Task to carry out — Write out the complete material exactly as it stands.
== Records for processing
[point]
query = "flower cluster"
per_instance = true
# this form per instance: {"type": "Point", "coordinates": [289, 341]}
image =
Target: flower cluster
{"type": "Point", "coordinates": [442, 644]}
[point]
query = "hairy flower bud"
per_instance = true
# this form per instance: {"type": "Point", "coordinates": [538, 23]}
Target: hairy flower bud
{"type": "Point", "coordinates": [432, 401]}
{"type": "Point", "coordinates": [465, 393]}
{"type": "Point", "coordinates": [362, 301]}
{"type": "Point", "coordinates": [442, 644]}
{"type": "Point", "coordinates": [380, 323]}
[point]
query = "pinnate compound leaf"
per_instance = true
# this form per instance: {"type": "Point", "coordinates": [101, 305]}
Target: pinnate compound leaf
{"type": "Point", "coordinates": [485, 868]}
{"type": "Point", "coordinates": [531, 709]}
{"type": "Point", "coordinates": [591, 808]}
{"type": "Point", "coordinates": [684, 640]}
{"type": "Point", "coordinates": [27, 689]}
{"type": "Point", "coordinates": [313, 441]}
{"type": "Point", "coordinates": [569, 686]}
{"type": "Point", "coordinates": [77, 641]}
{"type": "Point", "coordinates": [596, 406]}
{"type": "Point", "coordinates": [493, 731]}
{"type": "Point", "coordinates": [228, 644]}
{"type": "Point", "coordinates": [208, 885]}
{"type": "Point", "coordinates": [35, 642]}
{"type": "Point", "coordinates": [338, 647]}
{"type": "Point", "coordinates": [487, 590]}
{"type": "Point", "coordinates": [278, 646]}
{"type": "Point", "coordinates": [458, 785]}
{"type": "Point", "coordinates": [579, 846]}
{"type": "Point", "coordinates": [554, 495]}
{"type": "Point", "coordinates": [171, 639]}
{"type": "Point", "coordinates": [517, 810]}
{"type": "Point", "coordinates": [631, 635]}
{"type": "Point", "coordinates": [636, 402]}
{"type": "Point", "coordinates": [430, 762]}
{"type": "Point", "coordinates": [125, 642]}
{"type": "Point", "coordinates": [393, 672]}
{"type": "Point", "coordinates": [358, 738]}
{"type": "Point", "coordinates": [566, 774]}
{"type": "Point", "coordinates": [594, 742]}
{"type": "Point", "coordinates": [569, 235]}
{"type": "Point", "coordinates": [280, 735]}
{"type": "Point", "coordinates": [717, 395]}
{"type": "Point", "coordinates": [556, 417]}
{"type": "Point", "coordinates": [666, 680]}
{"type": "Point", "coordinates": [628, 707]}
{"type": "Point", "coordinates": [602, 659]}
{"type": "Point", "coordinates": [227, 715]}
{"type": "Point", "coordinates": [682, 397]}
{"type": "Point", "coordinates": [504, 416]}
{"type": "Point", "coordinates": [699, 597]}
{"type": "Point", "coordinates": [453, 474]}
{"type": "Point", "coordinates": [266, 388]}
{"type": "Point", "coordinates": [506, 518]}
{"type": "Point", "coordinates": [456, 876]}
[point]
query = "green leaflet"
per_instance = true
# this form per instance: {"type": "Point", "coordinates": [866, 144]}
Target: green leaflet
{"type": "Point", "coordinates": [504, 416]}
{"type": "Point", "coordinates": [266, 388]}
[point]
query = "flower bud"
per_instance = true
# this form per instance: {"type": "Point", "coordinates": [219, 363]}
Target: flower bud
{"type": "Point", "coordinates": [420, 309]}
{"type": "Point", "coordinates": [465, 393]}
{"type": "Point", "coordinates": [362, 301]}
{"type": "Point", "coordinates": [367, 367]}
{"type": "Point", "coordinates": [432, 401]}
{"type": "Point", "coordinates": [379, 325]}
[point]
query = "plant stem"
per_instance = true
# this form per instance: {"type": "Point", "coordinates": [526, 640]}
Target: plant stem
====
Result —
[point]
query = "flower cluster"
per_instance = true
# this form per instance: {"type": "Point", "coordinates": [289, 341]}
image =
Target: flower cluster
{"type": "Point", "coordinates": [442, 644]}
[point]
query = "hairy flower bud"
per_instance = true
# this form per instance: {"type": "Point", "coordinates": [538, 23]}
Target: hairy flower bud
{"type": "Point", "coordinates": [432, 401]}
{"type": "Point", "coordinates": [465, 393]}
{"type": "Point", "coordinates": [362, 301]}
{"type": "Point", "coordinates": [442, 644]}
{"type": "Point", "coordinates": [380, 323]}
[point]
query = "pinnate compound leaf"
per_instance = true
# this form per instance: {"type": "Point", "coordinates": [101, 305]}
Target: pinnate compound leaf
{"type": "Point", "coordinates": [485, 868]}
{"type": "Point", "coordinates": [531, 709]}
{"type": "Point", "coordinates": [591, 808]}
{"type": "Point", "coordinates": [684, 640]}
{"type": "Point", "coordinates": [27, 689]}
{"type": "Point", "coordinates": [313, 441]}
{"type": "Point", "coordinates": [569, 686]}
{"type": "Point", "coordinates": [77, 641]}
{"type": "Point", "coordinates": [596, 406]}
{"type": "Point", "coordinates": [493, 731]}
{"type": "Point", "coordinates": [228, 644]}
{"type": "Point", "coordinates": [208, 885]}
{"type": "Point", "coordinates": [35, 642]}
{"type": "Point", "coordinates": [338, 647]}
{"type": "Point", "coordinates": [487, 590]}
{"type": "Point", "coordinates": [278, 646]}
{"type": "Point", "coordinates": [458, 785]}
{"type": "Point", "coordinates": [579, 846]}
{"type": "Point", "coordinates": [554, 495]}
{"type": "Point", "coordinates": [171, 639]}
{"type": "Point", "coordinates": [517, 810]}
{"type": "Point", "coordinates": [631, 635]}
{"type": "Point", "coordinates": [636, 402]}
{"type": "Point", "coordinates": [430, 762]}
{"type": "Point", "coordinates": [125, 642]}
{"type": "Point", "coordinates": [393, 672]}
{"type": "Point", "coordinates": [358, 738]}
{"type": "Point", "coordinates": [566, 774]}
{"type": "Point", "coordinates": [594, 742]}
{"type": "Point", "coordinates": [569, 235]}
{"type": "Point", "coordinates": [280, 735]}
{"type": "Point", "coordinates": [717, 395]}
{"type": "Point", "coordinates": [556, 417]}
{"type": "Point", "coordinates": [666, 680]}
{"type": "Point", "coordinates": [628, 707]}
{"type": "Point", "coordinates": [602, 659]}
{"type": "Point", "coordinates": [227, 715]}
{"type": "Point", "coordinates": [682, 397]}
{"type": "Point", "coordinates": [504, 416]}
{"type": "Point", "coordinates": [699, 597]}
{"type": "Point", "coordinates": [453, 474]}
{"type": "Point", "coordinates": [266, 388]}
{"type": "Point", "coordinates": [506, 518]}
{"type": "Point", "coordinates": [456, 876]}
[point]
query = "green leaflet"
per_instance = true
# this form per instance: {"type": "Point", "coordinates": [866, 144]}
Target: green leaflet
{"type": "Point", "coordinates": [504, 416]}
{"type": "Point", "coordinates": [266, 388]}
[point]
query = "flower bud"
per_instance = true
# this form per instance: {"type": "Point", "coordinates": [219, 363]}
Target: flower bud
{"type": "Point", "coordinates": [420, 309]}
{"type": "Point", "coordinates": [465, 393]}
{"type": "Point", "coordinates": [362, 301]}
{"type": "Point", "coordinates": [367, 367]}
{"type": "Point", "coordinates": [432, 401]}
{"type": "Point", "coordinates": [379, 325]}
[point]
query = "plant stem"
per_instance = true
# this form per instance: {"type": "Point", "coordinates": [526, 640]}
Target: plant stem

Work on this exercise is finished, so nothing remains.